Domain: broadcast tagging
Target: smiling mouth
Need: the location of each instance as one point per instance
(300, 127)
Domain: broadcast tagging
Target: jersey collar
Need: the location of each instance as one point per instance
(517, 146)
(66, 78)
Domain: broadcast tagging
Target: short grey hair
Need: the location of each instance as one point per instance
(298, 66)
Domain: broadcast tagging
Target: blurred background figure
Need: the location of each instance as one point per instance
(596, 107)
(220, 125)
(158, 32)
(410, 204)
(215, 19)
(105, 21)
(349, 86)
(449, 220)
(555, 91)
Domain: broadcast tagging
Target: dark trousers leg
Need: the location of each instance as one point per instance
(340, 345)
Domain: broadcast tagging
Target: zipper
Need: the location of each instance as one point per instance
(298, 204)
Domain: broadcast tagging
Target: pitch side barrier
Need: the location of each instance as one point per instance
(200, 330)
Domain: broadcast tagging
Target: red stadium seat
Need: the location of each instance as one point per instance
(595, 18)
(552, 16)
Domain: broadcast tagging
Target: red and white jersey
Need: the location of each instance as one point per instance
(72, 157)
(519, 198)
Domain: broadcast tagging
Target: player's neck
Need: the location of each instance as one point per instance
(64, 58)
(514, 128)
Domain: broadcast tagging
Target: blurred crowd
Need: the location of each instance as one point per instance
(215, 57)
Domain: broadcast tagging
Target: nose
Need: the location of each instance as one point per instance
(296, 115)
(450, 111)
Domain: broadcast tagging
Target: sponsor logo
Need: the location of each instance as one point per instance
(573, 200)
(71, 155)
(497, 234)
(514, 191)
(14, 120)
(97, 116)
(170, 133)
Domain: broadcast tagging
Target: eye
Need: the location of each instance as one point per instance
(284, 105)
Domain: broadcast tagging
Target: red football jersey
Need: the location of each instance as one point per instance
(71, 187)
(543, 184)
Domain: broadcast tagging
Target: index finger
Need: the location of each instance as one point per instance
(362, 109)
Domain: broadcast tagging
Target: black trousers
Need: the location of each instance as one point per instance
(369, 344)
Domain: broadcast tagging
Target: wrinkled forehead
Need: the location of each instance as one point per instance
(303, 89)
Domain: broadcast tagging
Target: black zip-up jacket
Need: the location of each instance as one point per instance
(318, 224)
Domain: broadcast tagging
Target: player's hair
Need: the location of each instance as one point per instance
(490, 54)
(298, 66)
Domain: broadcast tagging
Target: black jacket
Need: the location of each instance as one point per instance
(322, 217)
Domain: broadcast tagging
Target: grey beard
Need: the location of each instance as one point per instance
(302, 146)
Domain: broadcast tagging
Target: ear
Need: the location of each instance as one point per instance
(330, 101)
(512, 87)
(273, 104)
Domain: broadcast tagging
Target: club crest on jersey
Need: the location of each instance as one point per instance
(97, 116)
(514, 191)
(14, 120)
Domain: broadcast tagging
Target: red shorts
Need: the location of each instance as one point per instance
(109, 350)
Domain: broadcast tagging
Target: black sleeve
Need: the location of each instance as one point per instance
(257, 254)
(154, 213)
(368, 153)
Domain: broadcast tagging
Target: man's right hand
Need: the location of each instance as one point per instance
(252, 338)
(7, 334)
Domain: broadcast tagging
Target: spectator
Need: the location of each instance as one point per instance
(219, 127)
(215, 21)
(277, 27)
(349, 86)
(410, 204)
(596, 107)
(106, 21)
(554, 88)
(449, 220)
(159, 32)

+---+

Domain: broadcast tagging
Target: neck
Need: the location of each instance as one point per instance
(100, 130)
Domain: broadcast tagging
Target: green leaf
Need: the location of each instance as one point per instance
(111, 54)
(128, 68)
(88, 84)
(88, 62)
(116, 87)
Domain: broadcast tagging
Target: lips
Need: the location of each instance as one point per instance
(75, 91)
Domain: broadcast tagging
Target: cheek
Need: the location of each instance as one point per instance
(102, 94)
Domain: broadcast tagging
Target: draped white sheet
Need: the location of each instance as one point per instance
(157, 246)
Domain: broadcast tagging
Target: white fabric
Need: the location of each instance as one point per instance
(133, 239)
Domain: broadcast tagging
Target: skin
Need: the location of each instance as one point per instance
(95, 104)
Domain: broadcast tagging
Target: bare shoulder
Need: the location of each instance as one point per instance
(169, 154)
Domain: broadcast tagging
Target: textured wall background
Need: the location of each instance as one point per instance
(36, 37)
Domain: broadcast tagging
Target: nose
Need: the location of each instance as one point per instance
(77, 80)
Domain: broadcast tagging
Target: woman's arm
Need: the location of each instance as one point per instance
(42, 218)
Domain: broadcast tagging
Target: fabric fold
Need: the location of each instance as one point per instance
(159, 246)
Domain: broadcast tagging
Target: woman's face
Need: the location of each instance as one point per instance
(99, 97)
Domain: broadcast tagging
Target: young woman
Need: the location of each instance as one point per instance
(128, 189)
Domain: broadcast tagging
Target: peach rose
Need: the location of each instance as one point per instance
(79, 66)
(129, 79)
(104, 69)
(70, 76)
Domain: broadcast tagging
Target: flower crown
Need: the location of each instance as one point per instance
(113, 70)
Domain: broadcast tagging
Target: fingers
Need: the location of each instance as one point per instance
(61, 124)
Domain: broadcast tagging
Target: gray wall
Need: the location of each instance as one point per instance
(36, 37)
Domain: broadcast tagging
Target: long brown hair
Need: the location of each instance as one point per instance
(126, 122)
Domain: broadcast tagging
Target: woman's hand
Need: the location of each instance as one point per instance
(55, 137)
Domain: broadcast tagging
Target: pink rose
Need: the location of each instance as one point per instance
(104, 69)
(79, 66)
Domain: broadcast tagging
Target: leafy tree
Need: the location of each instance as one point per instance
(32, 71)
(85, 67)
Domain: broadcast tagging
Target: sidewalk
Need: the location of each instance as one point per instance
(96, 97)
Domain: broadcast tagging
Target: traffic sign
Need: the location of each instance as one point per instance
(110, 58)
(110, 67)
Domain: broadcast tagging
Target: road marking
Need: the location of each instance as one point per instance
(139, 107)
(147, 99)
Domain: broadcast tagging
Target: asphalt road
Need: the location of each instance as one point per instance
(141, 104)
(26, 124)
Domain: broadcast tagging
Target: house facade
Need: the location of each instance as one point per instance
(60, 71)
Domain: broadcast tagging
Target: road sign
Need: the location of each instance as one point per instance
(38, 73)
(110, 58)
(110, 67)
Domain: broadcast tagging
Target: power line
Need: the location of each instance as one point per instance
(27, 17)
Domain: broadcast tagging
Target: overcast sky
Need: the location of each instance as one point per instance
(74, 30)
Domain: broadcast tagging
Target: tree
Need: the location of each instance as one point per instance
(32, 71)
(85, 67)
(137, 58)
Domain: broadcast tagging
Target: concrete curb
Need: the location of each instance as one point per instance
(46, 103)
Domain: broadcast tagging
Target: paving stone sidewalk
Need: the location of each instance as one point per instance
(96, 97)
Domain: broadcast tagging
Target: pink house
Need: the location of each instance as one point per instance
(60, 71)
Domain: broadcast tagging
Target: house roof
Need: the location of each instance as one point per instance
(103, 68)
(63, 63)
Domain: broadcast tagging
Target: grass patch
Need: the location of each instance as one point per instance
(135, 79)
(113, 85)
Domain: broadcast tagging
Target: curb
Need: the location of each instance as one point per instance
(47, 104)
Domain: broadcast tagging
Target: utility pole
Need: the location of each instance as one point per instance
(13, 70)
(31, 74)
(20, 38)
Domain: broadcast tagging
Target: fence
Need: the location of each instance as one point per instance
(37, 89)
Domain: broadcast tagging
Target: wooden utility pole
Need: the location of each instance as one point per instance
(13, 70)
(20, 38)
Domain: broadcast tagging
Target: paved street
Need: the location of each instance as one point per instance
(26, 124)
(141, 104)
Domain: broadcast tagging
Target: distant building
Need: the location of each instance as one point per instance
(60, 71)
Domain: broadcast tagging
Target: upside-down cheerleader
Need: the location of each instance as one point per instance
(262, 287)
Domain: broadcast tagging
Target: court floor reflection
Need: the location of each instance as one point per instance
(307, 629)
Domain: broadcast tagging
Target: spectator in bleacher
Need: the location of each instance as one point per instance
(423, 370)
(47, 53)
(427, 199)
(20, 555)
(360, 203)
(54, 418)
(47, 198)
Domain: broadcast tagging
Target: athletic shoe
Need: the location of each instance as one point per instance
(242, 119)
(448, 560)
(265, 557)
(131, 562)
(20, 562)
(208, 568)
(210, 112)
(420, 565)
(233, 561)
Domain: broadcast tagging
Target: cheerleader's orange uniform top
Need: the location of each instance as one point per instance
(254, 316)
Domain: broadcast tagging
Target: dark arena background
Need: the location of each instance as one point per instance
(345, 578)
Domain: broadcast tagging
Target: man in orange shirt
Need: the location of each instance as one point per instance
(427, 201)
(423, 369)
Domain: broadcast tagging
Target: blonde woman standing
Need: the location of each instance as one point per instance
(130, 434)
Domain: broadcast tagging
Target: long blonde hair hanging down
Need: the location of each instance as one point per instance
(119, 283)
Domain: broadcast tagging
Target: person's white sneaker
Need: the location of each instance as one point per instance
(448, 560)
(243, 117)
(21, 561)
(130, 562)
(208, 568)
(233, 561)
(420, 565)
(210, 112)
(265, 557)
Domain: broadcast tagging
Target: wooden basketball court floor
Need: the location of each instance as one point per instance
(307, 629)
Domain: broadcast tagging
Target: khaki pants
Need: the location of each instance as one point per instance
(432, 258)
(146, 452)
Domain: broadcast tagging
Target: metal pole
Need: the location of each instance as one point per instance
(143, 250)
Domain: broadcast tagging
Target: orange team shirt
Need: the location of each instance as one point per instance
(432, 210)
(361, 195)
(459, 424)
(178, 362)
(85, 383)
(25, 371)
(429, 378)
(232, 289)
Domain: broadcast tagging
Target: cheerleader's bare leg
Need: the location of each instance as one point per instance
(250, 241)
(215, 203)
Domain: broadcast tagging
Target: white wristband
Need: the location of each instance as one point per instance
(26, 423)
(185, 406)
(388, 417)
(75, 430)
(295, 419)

+---+

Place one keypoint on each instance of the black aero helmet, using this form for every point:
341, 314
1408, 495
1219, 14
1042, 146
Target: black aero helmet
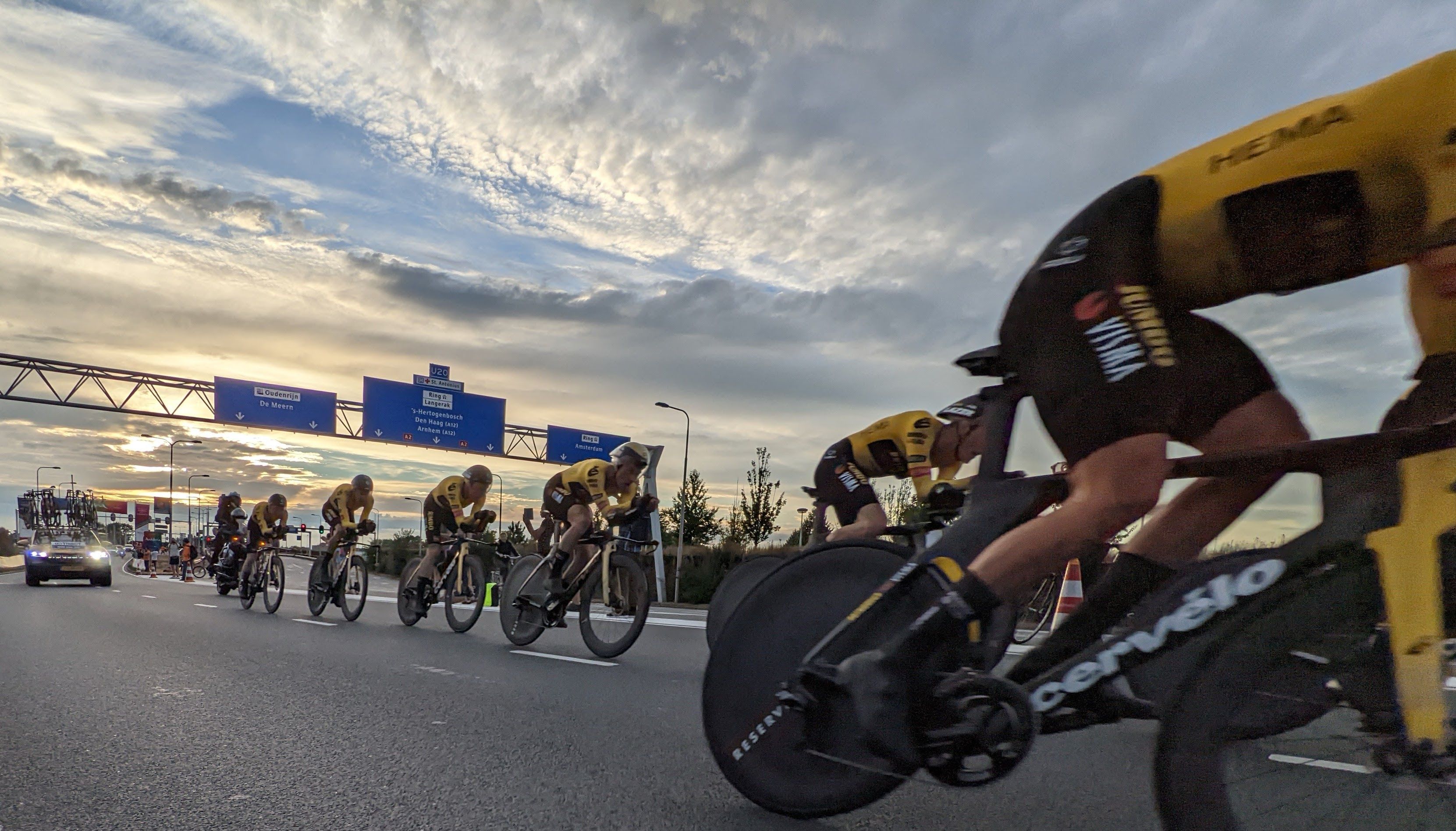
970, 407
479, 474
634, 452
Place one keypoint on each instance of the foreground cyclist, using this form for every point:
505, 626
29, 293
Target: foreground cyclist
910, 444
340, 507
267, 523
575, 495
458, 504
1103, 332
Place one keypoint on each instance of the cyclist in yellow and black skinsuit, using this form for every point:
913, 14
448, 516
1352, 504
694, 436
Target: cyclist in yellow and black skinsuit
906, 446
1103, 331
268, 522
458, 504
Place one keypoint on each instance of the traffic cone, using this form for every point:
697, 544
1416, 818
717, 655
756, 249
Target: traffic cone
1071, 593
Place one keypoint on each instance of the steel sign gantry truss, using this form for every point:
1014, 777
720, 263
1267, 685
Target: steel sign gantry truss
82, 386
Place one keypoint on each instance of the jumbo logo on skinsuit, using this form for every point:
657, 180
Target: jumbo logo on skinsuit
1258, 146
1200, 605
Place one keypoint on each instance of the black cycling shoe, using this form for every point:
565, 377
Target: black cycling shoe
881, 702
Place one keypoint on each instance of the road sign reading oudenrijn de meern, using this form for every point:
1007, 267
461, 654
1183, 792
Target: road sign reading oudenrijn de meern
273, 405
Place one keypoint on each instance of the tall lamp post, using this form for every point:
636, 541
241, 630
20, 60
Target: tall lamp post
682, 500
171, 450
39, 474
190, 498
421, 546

+---+

Pull every line containing the word "trousers" out of the material.

Target: dark trousers leg
Target: black trousers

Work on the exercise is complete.